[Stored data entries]
Content starts

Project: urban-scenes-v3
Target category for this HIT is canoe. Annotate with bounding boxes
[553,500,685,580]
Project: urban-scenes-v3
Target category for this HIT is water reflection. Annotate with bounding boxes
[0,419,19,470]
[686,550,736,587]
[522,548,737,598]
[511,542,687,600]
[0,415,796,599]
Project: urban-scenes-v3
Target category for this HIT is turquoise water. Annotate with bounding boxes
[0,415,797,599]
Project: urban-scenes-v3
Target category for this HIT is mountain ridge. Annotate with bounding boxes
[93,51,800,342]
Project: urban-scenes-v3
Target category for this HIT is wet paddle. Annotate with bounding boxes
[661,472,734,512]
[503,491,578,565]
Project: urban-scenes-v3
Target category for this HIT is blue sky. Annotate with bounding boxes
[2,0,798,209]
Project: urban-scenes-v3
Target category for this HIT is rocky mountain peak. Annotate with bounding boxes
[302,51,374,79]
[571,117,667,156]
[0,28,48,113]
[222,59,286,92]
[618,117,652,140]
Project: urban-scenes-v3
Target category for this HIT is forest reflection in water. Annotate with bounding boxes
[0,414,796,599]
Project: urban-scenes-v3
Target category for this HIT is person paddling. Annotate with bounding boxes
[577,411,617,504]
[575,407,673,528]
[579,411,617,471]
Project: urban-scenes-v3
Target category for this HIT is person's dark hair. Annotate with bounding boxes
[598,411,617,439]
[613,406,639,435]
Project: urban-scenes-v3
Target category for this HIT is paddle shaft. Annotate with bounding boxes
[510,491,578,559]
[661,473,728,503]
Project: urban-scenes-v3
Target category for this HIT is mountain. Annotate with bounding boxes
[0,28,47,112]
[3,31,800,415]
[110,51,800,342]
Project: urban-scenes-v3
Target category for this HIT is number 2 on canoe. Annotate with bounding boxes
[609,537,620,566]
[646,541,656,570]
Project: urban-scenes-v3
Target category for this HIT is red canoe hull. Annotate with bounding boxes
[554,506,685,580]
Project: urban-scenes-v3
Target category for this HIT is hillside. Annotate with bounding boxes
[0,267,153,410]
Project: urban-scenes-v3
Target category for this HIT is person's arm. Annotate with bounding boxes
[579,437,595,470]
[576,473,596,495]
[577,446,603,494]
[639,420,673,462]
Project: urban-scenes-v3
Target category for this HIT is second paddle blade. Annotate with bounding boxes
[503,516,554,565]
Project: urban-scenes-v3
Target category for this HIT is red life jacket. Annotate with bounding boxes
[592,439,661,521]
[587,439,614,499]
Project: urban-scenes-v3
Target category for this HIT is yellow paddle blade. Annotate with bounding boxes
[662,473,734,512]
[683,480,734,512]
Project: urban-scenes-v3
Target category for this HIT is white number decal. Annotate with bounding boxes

Content ends

TASK INSTRUCTIONS: For this exercise, the records above must be returned exactly.

ANSWER TO THIS PROBLEM:
Project: urban-scenes-v3
Target category for this HIT is canoe. Annotate with bounding boxes
[553,500,685,580]
Project: urban-scenes-v3
Target category for this HIT is water reflection. Annotate with bounding boxes
[0,419,19,470]
[686,550,736,587]
[522,548,737,598]
[511,542,687,600]
[0,415,796,599]
Project: urban-scenes-v3
Target category for this HIT is turquoise water. Annotate with bounding boxes
[0,415,797,599]
Project: urban-scenes-v3
Target category for this HIT is mountain ridge. Annotate with bounding boxes
[93,51,800,342]
Project: urban-scenes-v3
Target category for this HIT is wet paddle. Annotate with bounding boxes
[661,472,734,512]
[503,491,578,565]
Project: urban-scenes-v3
Target category for this HIT is blue sky. Annotate with bounding boxes
[2,0,798,209]
Project: urban-scenes-v3
Target category for this HIT is rocky mountain peak. Annotate with bounding boxes
[302,51,374,79]
[571,117,667,156]
[0,28,48,113]
[222,59,286,92]
[618,117,652,140]
Project: urban-scenes-v3
Target category for this HIT is forest reflection in water. Annotate with bounding boxes
[0,414,796,599]
Project: urban-scenes-v3
Target category for this HIT is person paddling. Annotate with bounding boxes
[577,411,617,504]
[575,407,673,528]
[579,411,617,471]
Project: urban-scenes-v3
Target category for this HIT is person's dark hair. Annotate with bounding boxes
[598,411,617,439]
[613,406,639,435]
Project: urban-scenes-v3
Target category for this HIT is paddle shaft. Annotate with bounding boxes
[510,491,578,559]
[661,473,728,503]
Project: urban-scenes-v3
Target category for this HIT is mountain. Annotate with bounding boxes
[0,28,47,112]
[3,31,800,415]
[110,51,800,342]
Project: urban-scenes-v3
Target category for this HIT is number 2 on canoe. Annotate with bounding boxes
[609,537,620,566]
[646,541,656,570]
Project: urban-scenes-v3
Target category for this HIT is red canoe hull. Annotate with bounding boxes
[554,506,685,580]
Project: urban-scenes-v3
Target category for this HIT is hillside. Annotate with bounding boxes
[0,267,153,410]
Project: urban-scenes-v3
Target category for this HIT is person's arm. Annotate with bounding boxes
[579,437,595,470]
[576,473,596,495]
[577,446,603,494]
[639,420,673,462]
Project: urban-scenes-v3
Target category for this HIT is second paddle blade. Annotate with bounding boxes
[503,516,554,565]
Project: urban-scenes-v3
Target category for this HIT is red life jacket. Annotate with bounding boxes
[592,439,661,521]
[587,439,614,499]
Project: urban-scenes-v3
Target category for this HIT is yellow paddle blade. Annotate with bounding boxes
[662,473,734,512]
[683,480,734,512]
Project: urban-scenes-v3
Target category for this HIT is white number decal. Annotate with bounding boxes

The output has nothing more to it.